SOURCE RECORDS »
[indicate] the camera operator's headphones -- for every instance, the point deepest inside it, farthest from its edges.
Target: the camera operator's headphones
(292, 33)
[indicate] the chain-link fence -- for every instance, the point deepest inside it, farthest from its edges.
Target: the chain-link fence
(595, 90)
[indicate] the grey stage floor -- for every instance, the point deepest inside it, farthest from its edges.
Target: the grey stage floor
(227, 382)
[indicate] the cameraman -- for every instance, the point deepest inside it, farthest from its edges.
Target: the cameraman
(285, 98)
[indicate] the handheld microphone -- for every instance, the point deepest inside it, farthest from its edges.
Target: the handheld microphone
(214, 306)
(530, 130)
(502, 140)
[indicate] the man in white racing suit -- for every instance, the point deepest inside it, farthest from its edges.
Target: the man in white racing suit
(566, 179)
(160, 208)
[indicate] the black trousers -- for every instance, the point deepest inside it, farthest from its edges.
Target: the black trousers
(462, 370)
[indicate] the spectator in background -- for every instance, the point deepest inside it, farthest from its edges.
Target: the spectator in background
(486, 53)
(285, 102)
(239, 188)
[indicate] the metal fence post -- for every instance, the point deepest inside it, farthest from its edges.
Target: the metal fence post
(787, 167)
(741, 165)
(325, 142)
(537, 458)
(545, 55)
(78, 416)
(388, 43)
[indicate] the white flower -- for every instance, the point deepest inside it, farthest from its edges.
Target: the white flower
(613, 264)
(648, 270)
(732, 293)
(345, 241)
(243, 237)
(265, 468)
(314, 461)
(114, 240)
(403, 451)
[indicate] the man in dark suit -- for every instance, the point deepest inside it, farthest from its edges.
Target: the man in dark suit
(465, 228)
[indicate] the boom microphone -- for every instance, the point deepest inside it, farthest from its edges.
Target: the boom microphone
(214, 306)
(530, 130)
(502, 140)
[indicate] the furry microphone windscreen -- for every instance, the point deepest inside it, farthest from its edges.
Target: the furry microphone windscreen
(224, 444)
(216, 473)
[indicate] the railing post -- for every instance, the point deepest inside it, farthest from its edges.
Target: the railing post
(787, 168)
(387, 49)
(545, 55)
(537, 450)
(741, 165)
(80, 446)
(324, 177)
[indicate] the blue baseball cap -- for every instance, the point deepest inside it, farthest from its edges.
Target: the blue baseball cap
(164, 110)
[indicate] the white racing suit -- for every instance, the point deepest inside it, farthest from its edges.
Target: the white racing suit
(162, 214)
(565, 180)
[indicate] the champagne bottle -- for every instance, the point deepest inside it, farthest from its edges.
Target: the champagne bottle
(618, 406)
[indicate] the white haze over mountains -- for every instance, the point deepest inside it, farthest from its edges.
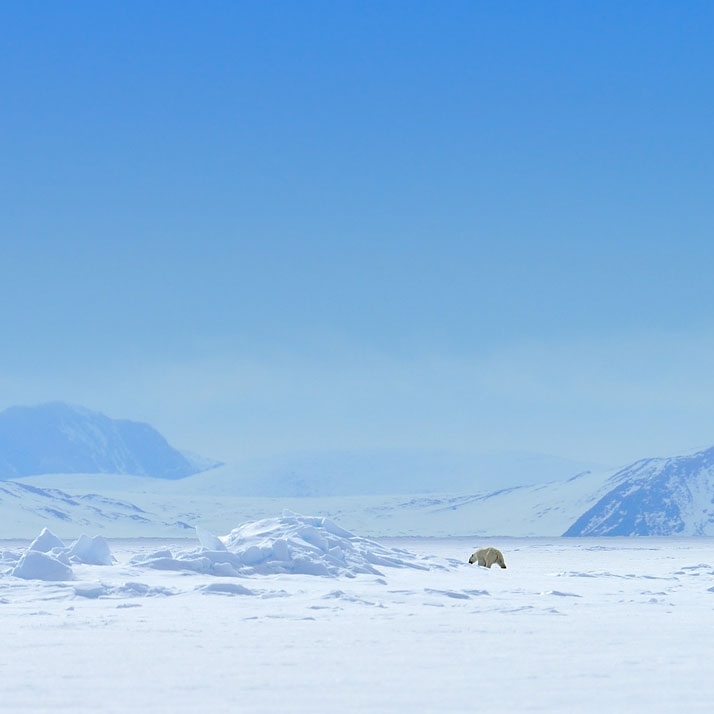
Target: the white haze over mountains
(385, 492)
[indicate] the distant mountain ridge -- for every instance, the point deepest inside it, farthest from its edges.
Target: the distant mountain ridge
(60, 438)
(666, 496)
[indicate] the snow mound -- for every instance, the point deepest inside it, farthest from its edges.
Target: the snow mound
(90, 551)
(208, 540)
(35, 565)
(48, 558)
(311, 546)
(289, 544)
(45, 542)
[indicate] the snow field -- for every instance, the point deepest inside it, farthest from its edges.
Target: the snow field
(580, 625)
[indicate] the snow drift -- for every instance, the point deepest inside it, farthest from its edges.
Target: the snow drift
(48, 558)
(289, 544)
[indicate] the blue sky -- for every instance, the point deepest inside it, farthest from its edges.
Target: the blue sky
(266, 226)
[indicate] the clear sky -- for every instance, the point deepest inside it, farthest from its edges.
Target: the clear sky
(267, 226)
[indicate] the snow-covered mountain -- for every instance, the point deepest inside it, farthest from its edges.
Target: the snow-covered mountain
(25, 509)
(671, 496)
(59, 438)
(363, 472)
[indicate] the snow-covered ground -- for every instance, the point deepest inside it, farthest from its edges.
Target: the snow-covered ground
(134, 506)
(573, 625)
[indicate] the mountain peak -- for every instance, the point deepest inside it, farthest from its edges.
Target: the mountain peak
(56, 437)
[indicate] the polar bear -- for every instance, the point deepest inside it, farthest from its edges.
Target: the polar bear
(487, 557)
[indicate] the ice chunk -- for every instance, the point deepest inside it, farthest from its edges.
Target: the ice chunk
(45, 542)
(35, 565)
(311, 545)
(91, 551)
(208, 540)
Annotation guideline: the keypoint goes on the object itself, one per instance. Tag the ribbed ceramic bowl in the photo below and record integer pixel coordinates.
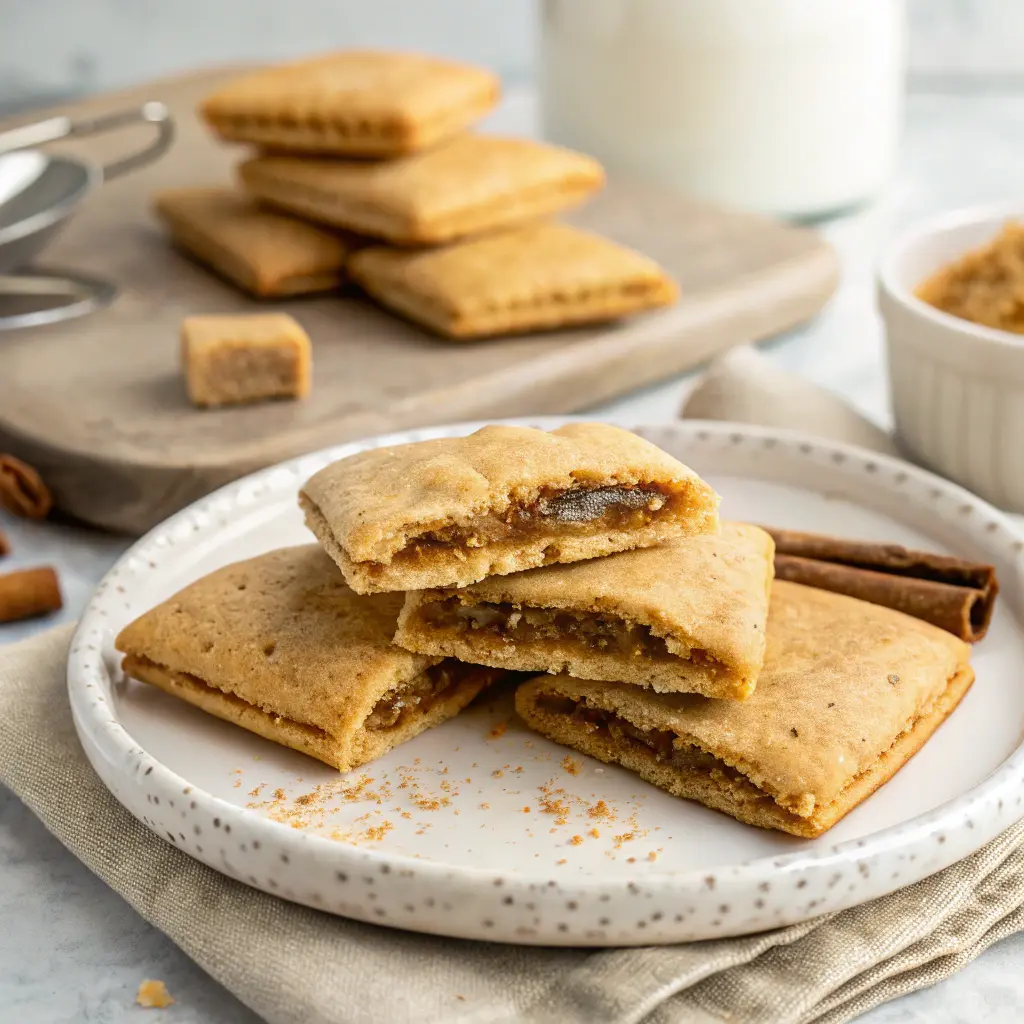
(957, 388)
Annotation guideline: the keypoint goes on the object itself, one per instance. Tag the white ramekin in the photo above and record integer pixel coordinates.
(957, 388)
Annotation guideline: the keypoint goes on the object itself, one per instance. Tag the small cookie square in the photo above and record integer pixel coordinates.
(230, 360)
(354, 102)
(536, 278)
(469, 185)
(262, 251)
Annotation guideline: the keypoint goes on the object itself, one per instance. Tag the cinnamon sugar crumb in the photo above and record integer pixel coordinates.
(983, 286)
(154, 995)
(377, 833)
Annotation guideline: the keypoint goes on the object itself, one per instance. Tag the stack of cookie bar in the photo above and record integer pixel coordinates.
(588, 555)
(366, 167)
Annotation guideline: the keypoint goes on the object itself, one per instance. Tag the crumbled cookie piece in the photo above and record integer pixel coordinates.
(231, 360)
(154, 995)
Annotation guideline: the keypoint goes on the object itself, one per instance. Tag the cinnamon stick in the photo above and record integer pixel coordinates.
(29, 593)
(23, 491)
(954, 594)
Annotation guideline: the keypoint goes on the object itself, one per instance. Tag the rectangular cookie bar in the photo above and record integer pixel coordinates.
(685, 616)
(470, 184)
(451, 511)
(535, 278)
(354, 102)
(849, 692)
(280, 645)
(228, 360)
(262, 251)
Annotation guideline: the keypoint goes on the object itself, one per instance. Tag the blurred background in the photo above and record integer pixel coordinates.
(51, 49)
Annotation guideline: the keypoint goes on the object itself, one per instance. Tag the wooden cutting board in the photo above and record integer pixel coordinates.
(97, 403)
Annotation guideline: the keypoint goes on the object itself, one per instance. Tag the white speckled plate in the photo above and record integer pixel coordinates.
(479, 828)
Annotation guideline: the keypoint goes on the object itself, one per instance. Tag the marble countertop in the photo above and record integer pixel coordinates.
(78, 951)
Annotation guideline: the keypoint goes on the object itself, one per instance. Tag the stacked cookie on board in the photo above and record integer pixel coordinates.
(586, 554)
(366, 167)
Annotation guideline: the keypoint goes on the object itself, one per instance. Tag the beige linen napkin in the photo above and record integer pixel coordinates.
(294, 965)
(743, 386)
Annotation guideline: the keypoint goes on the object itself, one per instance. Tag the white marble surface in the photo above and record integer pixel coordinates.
(78, 951)
(67, 46)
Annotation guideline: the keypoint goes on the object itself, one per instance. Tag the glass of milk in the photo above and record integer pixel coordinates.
(785, 107)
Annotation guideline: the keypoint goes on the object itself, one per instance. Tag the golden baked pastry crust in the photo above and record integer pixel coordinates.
(467, 185)
(280, 645)
(684, 616)
(383, 514)
(848, 693)
(263, 252)
(354, 102)
(535, 278)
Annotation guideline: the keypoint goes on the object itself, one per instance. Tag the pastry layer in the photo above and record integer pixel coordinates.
(849, 691)
(354, 102)
(262, 251)
(688, 615)
(432, 697)
(281, 645)
(687, 771)
(535, 278)
(470, 184)
(452, 511)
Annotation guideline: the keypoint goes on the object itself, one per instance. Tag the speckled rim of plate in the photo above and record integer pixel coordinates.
(483, 904)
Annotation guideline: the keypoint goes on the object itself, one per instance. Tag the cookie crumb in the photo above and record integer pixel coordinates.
(153, 995)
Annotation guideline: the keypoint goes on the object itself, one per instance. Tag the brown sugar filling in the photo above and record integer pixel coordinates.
(419, 694)
(589, 630)
(577, 511)
(659, 741)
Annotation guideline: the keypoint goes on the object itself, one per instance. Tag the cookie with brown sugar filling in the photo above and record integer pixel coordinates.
(849, 692)
(281, 645)
(235, 359)
(684, 616)
(266, 253)
(468, 185)
(536, 278)
(353, 102)
(450, 511)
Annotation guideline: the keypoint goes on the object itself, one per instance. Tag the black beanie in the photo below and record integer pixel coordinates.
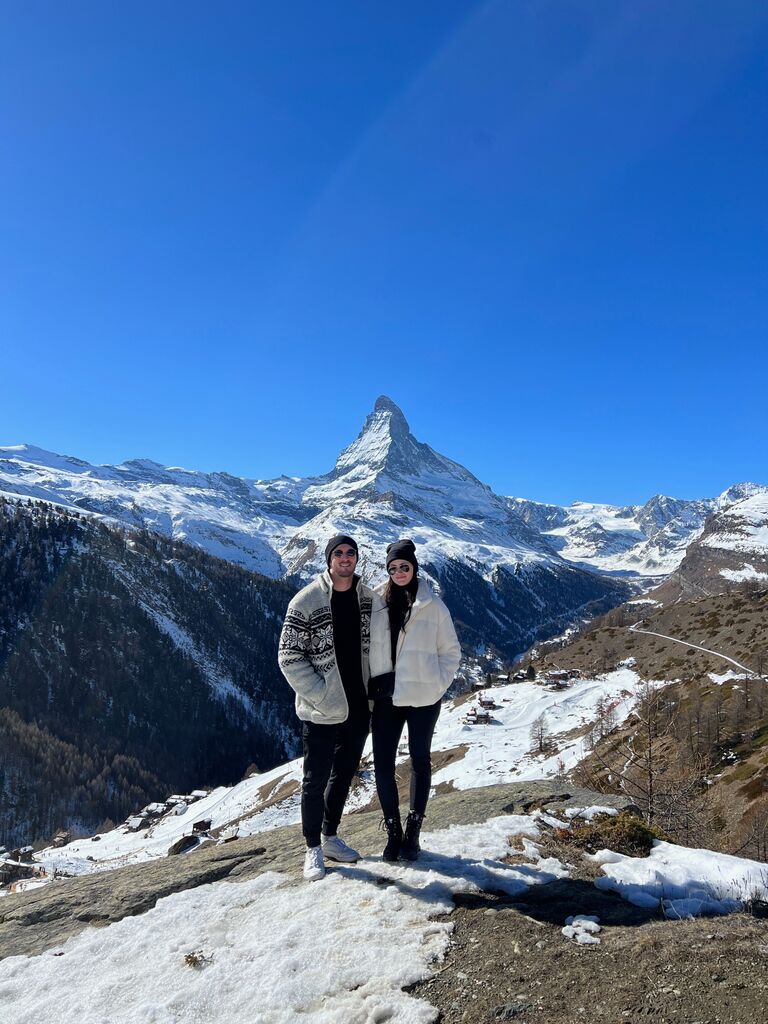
(334, 543)
(402, 549)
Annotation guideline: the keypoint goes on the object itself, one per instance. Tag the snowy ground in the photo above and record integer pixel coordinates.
(341, 950)
(336, 951)
(496, 753)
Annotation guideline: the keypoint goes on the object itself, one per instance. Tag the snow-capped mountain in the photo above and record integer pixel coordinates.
(647, 540)
(730, 551)
(504, 583)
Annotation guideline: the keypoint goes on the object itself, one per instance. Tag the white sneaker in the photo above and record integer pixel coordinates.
(336, 849)
(314, 868)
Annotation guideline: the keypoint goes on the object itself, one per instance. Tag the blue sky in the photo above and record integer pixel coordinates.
(541, 227)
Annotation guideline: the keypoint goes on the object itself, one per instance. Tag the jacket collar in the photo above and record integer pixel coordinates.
(328, 585)
(423, 595)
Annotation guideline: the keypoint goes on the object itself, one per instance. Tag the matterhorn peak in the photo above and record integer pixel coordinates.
(385, 411)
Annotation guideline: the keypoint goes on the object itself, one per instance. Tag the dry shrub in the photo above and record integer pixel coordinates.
(623, 833)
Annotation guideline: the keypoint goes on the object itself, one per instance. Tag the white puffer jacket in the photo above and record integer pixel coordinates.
(428, 651)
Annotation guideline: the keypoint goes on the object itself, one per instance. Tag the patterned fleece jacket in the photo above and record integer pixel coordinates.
(306, 655)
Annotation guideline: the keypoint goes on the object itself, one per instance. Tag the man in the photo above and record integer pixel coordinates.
(324, 654)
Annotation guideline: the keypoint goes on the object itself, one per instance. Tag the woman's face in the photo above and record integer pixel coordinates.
(400, 571)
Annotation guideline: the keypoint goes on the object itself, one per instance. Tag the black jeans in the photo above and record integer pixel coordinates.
(332, 756)
(387, 724)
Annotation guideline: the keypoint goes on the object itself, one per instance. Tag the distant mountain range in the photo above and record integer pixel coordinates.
(512, 570)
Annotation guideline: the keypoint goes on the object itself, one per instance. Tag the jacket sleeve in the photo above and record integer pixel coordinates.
(293, 656)
(449, 650)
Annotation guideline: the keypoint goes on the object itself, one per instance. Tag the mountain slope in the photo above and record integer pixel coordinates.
(646, 541)
(129, 665)
(731, 552)
(504, 584)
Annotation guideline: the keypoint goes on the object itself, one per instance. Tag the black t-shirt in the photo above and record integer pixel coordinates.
(346, 615)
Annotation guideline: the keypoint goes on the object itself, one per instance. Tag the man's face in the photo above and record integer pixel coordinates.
(343, 562)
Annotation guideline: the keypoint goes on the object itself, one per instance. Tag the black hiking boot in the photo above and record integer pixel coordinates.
(410, 848)
(394, 838)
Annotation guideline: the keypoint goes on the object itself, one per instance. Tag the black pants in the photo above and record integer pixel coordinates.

REQUIRED ACTION » Scan the lines above for "[indicate] the railing" and for "[indicate] the white haze". Repeat exactly the line holding each of them and every line in between.

EXERCISE RESPONSE »
[indicate] the railing post -- for every instance, the point deepest inside it, farthest from its edges.
Target: the railing post
(787, 168)
(387, 49)
(545, 55)
(537, 450)
(741, 165)
(80, 446)
(324, 177)
[indicate] the blue baseball cap -- for every instance, the point deepest inside it, farthest from its edges.
Target: the blue baseball cap
(164, 110)
[indicate] the white racing suit -- for every instance, the point deepest inside it, farthest from its edges.
Target: the white racing suit
(162, 214)
(565, 180)
[indicate] the champagne bottle -- for every instance, the point deepest inside it, farthest from its edges.
Target: the champagne bottle
(618, 406)
[indicate] the white haze over mountains -- for every instance, the point deepest inside it, farthest from its edges.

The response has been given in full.